DOCUMENT EXTRACT -
— Begin —

Cash conversion cycle measures the liquidity risk of expanding by growth (increasing inventory thereby increasing revenue). The cycle is measures by looking at the inventory conversion period, adding the receivables conversion period, and lastly subtracting the payables conversion period.
New York and Company's CCC for FY 2010 is negative, coming in at -21.04 days (40.31+2.95-64.30). This would mean that NWY doesn't pay its suppliers for the inventory that it buys until after it receives payment for selling those clothes.
However, this cannot be the case since NWY has its stores full of inventory before customers make a payment to buy clothes. Therefore, NWY does a very poor job of collecting its accounts receivables and needs to improve in this area if it wants to generate any cash flow.
In 2008 and in 2009, NWY's CCC was also negative.
Over the past 10/15+ years, there have been a decreasing number of independent retailers. In other words, more stores are becoming chain stores and are either owned by large corporations or franchised. The threat to new competitors is therefore small as New York and Company has significant competitive advantages over new competitors entering the market. Such advantages include favorable supply contracts, successful recognition of synergies resulting from a vertical structure. If a new competitor were to enter, they would not be successful in competing against New York and Company.

— End —

EXERCISE REQUIREMENTS -
1. According to the New York and Company analysis, what was the company's cash conversion cycle for FY 2010?
2. Reproduce everything in the New York and Company analysis from "However, this cannot" down to "any cash flow.".
3. Pick up the New York and Company analysis after its last sentence and keep writing it.
The lines that come next aren't needed.

GIVEN DATA -
— Begin —

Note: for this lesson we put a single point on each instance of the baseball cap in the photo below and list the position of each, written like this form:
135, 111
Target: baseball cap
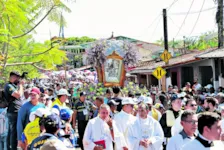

— End —

EXERCISE RESULTS -
1. It was negative, at -21.04 days.

2.
However, this cannot be the case since NWY has its stores full of inventory before customers make a payment to buy clothes. Therefore, NWY does a very poor job of collecting its accounts receivables and needs to improve in this area if it wants to generate any cash flow.

3.
There is very intense competition within the retail industry. The retail market does not grow much on a year to year basis which results in firms jockeying for market share amongst each other. Firms in the retail space (New York and Company included) often try and undercut each other with price wars through sales and promotions.
New York and Company offers a wide range of products and is not specialized in a particular product.Yet, it is not easy to find substitutes because there is not really an alternative for clothes. Consumers can buy a different brand or style, but they still need to buy clothing. Consequently, retail companies offering products that are unique have a huge competitive advantage. New York and Company offers a unique style in a price range which some of its competitors gloss over. The risk of substitutes is not that big. However, The risk of competition is something which needs to be looked at.
Individual customers have almost no bargaining power in the retail industry as a customer cannot try and negotiate a price when checking out. Consumers as a whole have some bargaining power if they all demand high quality products which forces NWY to provide such a product. Consumers can also compare prices at other stores which forces New York and Company to sell its products at a fair price.
New York and Company has strict control over its suppliers which gives suppliers very little bargaining power. It maintains high standards for quality and if suppliers don't meet these standards, they can be dropped by NWY.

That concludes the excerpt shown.